_Problem description_
Reproduce the lines of the records below without any change, omitting the pictures from your answer.

Position identification records
▼
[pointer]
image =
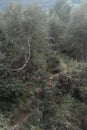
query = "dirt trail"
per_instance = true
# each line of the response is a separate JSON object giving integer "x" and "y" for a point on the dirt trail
{"x": 24, "y": 116}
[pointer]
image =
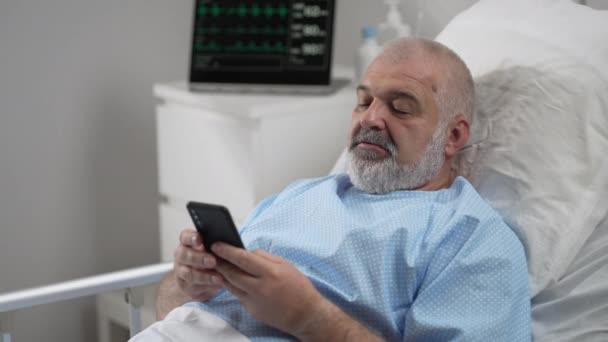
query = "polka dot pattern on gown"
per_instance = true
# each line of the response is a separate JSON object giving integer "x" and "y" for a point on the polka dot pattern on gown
{"x": 410, "y": 265}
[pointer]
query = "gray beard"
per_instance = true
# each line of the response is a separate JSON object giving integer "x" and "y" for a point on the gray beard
{"x": 375, "y": 175}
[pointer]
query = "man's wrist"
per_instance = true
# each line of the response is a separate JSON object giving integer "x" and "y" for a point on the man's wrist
{"x": 327, "y": 322}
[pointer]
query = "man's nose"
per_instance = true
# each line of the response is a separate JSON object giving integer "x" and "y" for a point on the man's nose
{"x": 374, "y": 117}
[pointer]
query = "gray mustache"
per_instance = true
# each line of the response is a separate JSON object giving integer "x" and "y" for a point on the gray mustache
{"x": 374, "y": 137}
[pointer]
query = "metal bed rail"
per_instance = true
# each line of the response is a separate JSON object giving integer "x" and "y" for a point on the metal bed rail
{"x": 130, "y": 280}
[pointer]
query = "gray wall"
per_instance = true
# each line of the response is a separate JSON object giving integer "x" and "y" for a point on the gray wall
{"x": 77, "y": 144}
{"x": 77, "y": 136}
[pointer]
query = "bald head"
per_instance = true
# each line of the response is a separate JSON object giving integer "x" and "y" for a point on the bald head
{"x": 454, "y": 89}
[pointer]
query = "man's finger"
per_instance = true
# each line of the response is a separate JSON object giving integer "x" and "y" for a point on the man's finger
{"x": 194, "y": 258}
{"x": 268, "y": 256}
{"x": 235, "y": 276}
{"x": 191, "y": 238}
{"x": 235, "y": 290}
{"x": 248, "y": 262}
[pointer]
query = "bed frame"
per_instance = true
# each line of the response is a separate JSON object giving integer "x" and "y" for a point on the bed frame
{"x": 130, "y": 281}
▲
_Result of the exercise_
[pointer]
image =
query = "dirt trail"
per_instance = true
# each line of the response is a separate JSON object giving integer "x" and "y" for a point on the dirt trail
{"x": 24, "y": 116}
[pointer]
image =
query = "polka dot pattern on gown"
per_instance = true
# each line of the response is a separate JSON object giving integer "x" and "y" for a point on the polka dot pattern on gown
{"x": 410, "y": 265}
[pointer]
query = "gray beard"
per_instance = true
# each line of the response is a separate JSON object giving integer "x" and "y" for a point on the gray beard
{"x": 375, "y": 175}
[pointer]
query = "man's wrist"
per_instance = true
# each line of the response is a separate JSON object giving integer "x" and "y" for a point on the man's wrist
{"x": 327, "y": 322}
[pointer]
query = "man's nose"
per_instance = true
# each line of the response is a separate JSON object giving integer "x" and "y" for a point on the man's nose
{"x": 374, "y": 117}
[pointer]
query = "gray mustache"
per_instance = true
# each line of the response is a separate JSON object giving integer "x" and "y" for a point on the gray mustache
{"x": 374, "y": 137}
[pointer]
query = "metal bed rail"
per_instance = true
# each line of the response is a separate JSON object giving integer "x" and "y" for a point on the metal bed rail
{"x": 130, "y": 280}
[pointer]
query = "gray wall"
per_instance = true
# each line of the response is a separate JSON object giving integer "x" and "y" for a point on the gray wall
{"x": 77, "y": 144}
{"x": 77, "y": 136}
[pointer]
query = "bald head"
per_instance = true
# each line of the response is a separate JSON object giving integer "x" and "y" for a point on the bald head
{"x": 454, "y": 89}
[pointer]
query = "man's finger"
per_instance = true
# each line of the response is a separate JSON object giving integer "x" and "y" for a point on the man's finger
{"x": 194, "y": 258}
{"x": 268, "y": 256}
{"x": 235, "y": 276}
{"x": 191, "y": 238}
{"x": 235, "y": 290}
{"x": 248, "y": 262}
[pointer]
query = "bed frame"
per_instance = true
# each line of the response is a separate JSON object giving integer "x" and "y" for a point on the bed frame
{"x": 130, "y": 281}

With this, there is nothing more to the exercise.